## Prompt 1
Reproduce the section of the African yam bean passage starting at "Naturally, the seeds" and ending at "2005; Agboola, 2007).".
## Prompt 2
According to the African yam bean passage, which antinutritional factors were drastically reduced by the two bacteria species?
## Prompt 3
Extend the African yam bean passage beyond its final sentence.

## Extracted text
*** Begin section ***

Naturally, the seeds of AYB were found to contain Lactobacillus jensenii, Bacillus coagulans, Acrococcus viridans, Canadida mycoderm. The high aerobic count might be due to high protein content is AYB. These bacteria produced enzyme which degrade and build up nutrients in AYB with organoleptic quality as condiments (Agboola, 2007). The level of effectiveness of these bacteria during fermentation varies (Berche et al; 2005). The activities of the other ANFs such as trypsin inhibitors, α-amylase inhibitors, tannin and phytic acid were drastically reduced by the two bacteria species. Fermentation slightly increased in vitro protein, digestibility and lowered dietary fibre (Betche et al; 2005; Agboola, 2007).

2.7.1   African Yam Bean Flour
            African yam bean flour can be obtained from the seed by the preparative method described by Eneche (2006). This composite flour with reduced gluten content is limiting in sulphur containing amino acids, methonine and cystine and rich in lysine and tryptophan. (Ene-obong and Carrovale, 1992). African yam bean flour are suitable for breads, cakes and biscuits incorporating the flour into wheat-based products make the foods useful protein and energy sources with good nutritive value. The supplementation of cereal based weaning foods with adequately processed African yam bean flour would help to improve their protein content and quality. The flour of African yam bean can be fortified with other flour sample to produce a good quality bakery products; the flour gives a better colour than other samples dues to the ability of African yam bean products to retain some of the colour pigments found naturally in their seeds on exposure to heat during processing (Banigo et al., 2004).

*** End section ***

## Provided information
*** Begin section ***

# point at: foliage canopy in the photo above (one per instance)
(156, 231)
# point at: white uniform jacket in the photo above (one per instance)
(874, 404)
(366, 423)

*** End section ***

## Expected output 1
Naturally, the seeds of AYB were found to contain Lactobacillus jensenii, Bacillus coagulans, Acrococcus viridans, Canadida mycoderm. The high aerobic count might be due to high protein content is AYB. These bacteria produced enzyme which degrade and build up nutrients in AYB with organoleptic quality as condiments (Agboola, 2007). The level of effectiveness of these bacteria during fermentation varies (Berche et al; 2005). The activities of the other ANFs such as trypsin inhibitors, α-amylase inhibitors, tannin and phytic acid were drastically reduced by the two bacteria species. Fermentation slightly increased in vitro protein, digestibility and lowered dietary fibre (Betche et al; 2005; Agboola, 2007).

## Expected output 2
- trypsin inhibitors
- α-amylase inhibitors
- tannin
- phytic acid

## Expected output 3
2.7.2     Limitations in the Utilization of African Yam Bean
            Some negative conditions have influenced the production and acceptability of African yam bean among cultivators, research scientists and consumers. The potential constraints include;
(i)        The seed contains anti nutritional factors (ANF) or secondary metabolites (Machuka, 2009; Akinmtimi et al; 2006).
(ii)       The agronomic demand for stakes, the long maturation period (National research council, 1979).
(iii)     The characteristic hardness of the seed coat raise high demand on the cost and time of cooking (Oshodi et al; 1995 and Ene-Obony et al; 1993).